Images aside, return all the entries exactly.

[Stored entries]
········

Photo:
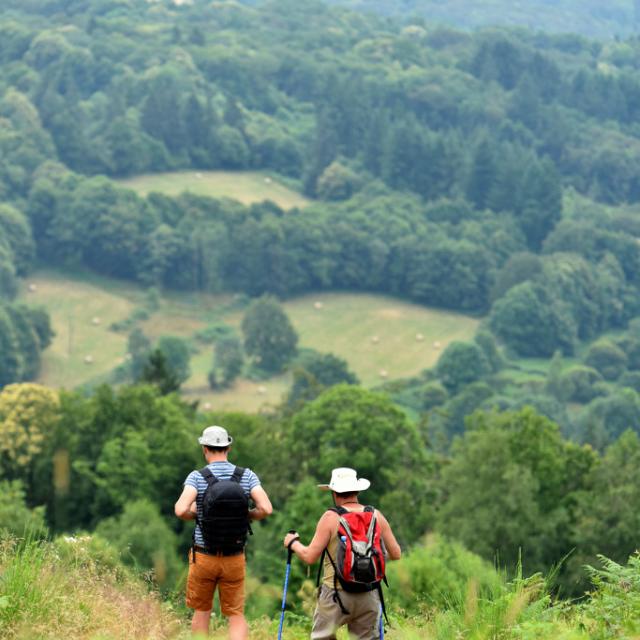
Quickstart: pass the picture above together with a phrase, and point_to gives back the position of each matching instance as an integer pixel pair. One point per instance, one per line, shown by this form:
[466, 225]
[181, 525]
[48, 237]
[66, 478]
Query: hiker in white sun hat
[354, 541]
[345, 480]
[217, 498]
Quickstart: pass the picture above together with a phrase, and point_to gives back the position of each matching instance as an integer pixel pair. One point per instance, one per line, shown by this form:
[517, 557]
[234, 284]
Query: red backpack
[360, 562]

········

> Result for this task
Photo:
Quickstart: pass the picture above together with a phrase, and point_to gives back the position of each matching instance as an integer pixel pair. One point per instance, one per line, shown by this form:
[466, 225]
[181, 525]
[48, 237]
[66, 478]
Query: hiker in white sun hat
[354, 541]
[345, 480]
[217, 498]
Quickstart: pass the picture above together with a phrase, and point_to gives back the position of each matching instance as an integer pixel pair. One point per instance, one per line, shown by this form:
[517, 557]
[234, 284]
Query: red backpack
[360, 562]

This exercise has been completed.